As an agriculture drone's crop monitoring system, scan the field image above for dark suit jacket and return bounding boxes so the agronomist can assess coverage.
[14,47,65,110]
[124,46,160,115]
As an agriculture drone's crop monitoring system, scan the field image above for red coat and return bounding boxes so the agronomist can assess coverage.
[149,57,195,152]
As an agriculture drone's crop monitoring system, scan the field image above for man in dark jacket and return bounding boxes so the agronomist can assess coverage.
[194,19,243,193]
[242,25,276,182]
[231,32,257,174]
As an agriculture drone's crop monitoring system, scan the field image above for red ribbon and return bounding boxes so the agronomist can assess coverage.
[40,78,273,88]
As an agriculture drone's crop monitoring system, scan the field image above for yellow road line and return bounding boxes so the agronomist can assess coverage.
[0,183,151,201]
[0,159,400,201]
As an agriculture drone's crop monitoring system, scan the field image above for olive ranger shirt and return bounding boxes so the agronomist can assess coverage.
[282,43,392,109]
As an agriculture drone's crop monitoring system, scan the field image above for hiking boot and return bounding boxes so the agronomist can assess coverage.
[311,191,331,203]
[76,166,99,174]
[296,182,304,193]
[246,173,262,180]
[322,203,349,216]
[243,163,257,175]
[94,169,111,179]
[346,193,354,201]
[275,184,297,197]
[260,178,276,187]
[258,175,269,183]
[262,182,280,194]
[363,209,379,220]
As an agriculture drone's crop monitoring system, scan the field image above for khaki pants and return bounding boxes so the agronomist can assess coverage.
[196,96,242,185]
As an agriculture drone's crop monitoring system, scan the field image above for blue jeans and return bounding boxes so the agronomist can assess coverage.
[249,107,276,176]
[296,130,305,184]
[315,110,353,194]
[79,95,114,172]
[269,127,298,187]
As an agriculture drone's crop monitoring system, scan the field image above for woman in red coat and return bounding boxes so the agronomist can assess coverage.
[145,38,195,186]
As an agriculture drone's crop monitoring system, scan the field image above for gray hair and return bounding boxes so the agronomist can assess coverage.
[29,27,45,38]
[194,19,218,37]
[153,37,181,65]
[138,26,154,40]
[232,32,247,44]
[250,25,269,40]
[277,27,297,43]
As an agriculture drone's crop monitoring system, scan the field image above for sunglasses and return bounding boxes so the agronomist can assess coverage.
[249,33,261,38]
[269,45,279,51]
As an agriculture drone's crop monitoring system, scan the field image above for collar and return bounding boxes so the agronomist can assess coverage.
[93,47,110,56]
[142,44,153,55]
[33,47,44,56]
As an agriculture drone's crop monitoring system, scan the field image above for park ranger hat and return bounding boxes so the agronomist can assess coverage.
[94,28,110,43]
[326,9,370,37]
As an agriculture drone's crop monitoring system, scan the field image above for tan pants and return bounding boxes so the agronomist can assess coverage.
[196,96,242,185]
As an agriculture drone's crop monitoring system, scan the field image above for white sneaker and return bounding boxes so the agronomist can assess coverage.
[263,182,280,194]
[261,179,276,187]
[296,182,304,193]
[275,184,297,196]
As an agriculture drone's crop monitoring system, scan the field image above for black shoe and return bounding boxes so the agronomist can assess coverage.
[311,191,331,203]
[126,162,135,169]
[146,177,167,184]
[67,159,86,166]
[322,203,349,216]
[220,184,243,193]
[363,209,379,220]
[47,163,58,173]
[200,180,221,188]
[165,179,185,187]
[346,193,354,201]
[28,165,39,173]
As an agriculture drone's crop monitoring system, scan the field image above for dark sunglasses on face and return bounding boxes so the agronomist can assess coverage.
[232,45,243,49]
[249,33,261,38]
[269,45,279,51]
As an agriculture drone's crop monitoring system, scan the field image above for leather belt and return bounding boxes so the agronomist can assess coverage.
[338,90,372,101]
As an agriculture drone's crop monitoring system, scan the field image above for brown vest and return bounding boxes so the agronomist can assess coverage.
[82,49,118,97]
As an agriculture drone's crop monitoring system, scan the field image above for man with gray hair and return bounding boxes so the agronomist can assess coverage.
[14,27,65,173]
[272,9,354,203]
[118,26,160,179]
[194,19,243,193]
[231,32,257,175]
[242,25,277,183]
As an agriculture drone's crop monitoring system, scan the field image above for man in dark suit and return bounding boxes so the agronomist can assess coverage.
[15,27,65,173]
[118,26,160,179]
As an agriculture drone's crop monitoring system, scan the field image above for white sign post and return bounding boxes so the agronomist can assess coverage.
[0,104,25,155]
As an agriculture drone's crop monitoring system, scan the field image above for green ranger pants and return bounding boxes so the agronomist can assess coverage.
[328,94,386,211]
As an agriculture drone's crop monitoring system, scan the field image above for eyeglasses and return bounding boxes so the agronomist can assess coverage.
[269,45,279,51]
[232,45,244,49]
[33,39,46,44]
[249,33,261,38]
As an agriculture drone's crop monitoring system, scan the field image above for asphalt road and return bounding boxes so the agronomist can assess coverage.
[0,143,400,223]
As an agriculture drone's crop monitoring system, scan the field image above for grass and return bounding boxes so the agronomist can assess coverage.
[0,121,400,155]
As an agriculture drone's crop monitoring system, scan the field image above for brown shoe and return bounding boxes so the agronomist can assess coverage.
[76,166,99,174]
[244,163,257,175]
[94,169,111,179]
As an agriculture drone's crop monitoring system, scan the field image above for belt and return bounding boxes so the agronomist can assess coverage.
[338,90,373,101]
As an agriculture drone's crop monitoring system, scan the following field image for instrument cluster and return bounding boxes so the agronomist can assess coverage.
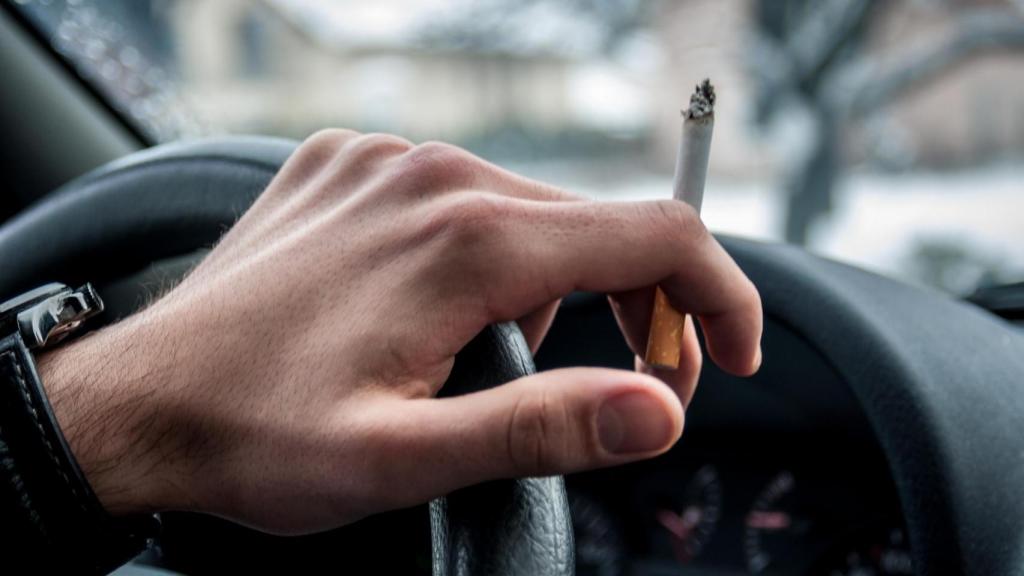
[568,433,913,576]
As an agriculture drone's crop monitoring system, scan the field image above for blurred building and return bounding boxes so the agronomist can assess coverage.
[170,0,1024,179]
[166,0,569,141]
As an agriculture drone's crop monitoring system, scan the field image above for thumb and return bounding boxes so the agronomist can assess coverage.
[392,368,683,500]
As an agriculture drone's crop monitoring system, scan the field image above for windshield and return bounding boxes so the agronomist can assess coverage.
[9,0,1024,294]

- [Problem to solve] Copy out everything from the line containing "in dark jacket" down to the line containing "[282,43,392,109]", both lines included. Keep the wording of each item unchanged, and increase every bounding-box coordinate in the answers by 99.

- [Reply]
As an agriculture drone's crop monitoring system, scan the field image above for man in dark jacket and return bounding boxes so the agronomist can assess coverage.
[293,118,342,292]
[341,124,375,281]
[330,131,356,273]
As an agriculture drone's crop monitoring system, scan the field image above for red ribbon and return bounding boxes so the agronomist can assess coverage.
[139,177,372,187]
As an agriculture drone's crop monitoring system, scan the field image above for yellow road line and return bounding boxes so the agronomist can assess coverage.
[99,282,250,300]
[99,258,499,300]
As an agriculture drone's crop monitoring system, scan the field image above for olive ranger shirt and return bounding boxes so the agronomist can assess coverage.
[381,142,491,208]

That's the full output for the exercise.